Stored items:

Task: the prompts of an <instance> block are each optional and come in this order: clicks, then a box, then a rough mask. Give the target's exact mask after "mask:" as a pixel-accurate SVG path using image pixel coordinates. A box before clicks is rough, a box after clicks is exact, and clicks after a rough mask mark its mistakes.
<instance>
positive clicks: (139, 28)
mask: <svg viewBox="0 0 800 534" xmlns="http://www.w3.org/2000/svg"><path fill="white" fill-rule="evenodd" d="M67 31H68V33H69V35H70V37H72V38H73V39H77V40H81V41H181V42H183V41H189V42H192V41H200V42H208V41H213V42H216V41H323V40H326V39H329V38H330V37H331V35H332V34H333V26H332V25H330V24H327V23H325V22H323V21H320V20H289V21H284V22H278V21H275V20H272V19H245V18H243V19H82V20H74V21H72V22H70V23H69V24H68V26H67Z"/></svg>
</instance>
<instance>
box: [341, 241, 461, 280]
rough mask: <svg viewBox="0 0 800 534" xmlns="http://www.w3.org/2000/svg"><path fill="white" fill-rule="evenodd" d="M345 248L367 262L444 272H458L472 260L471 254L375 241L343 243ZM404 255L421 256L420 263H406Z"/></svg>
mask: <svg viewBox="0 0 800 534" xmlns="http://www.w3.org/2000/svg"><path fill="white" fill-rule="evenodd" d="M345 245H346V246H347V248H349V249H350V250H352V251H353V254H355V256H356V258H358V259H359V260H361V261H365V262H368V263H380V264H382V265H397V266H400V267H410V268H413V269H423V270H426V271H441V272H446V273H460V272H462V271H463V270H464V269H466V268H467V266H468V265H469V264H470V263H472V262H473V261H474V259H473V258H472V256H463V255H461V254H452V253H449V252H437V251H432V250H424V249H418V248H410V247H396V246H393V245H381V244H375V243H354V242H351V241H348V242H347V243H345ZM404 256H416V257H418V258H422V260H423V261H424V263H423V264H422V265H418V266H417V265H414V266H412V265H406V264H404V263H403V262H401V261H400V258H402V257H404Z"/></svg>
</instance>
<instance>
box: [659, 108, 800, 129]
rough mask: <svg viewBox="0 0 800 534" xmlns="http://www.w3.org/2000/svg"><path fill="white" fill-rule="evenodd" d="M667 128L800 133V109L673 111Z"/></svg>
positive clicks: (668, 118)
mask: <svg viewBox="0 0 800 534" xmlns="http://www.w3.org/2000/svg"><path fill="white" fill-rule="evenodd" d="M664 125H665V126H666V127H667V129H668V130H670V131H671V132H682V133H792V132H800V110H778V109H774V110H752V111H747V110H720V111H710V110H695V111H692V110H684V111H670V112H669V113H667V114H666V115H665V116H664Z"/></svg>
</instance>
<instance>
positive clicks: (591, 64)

* [Description of the task]: Please pick out every line of the data above that contains the word "positive", and copy each of those lines in full.

* [Task response]:
positive clicks: (139, 28)
positive clicks: (668, 118)
positive clicks: (591, 64)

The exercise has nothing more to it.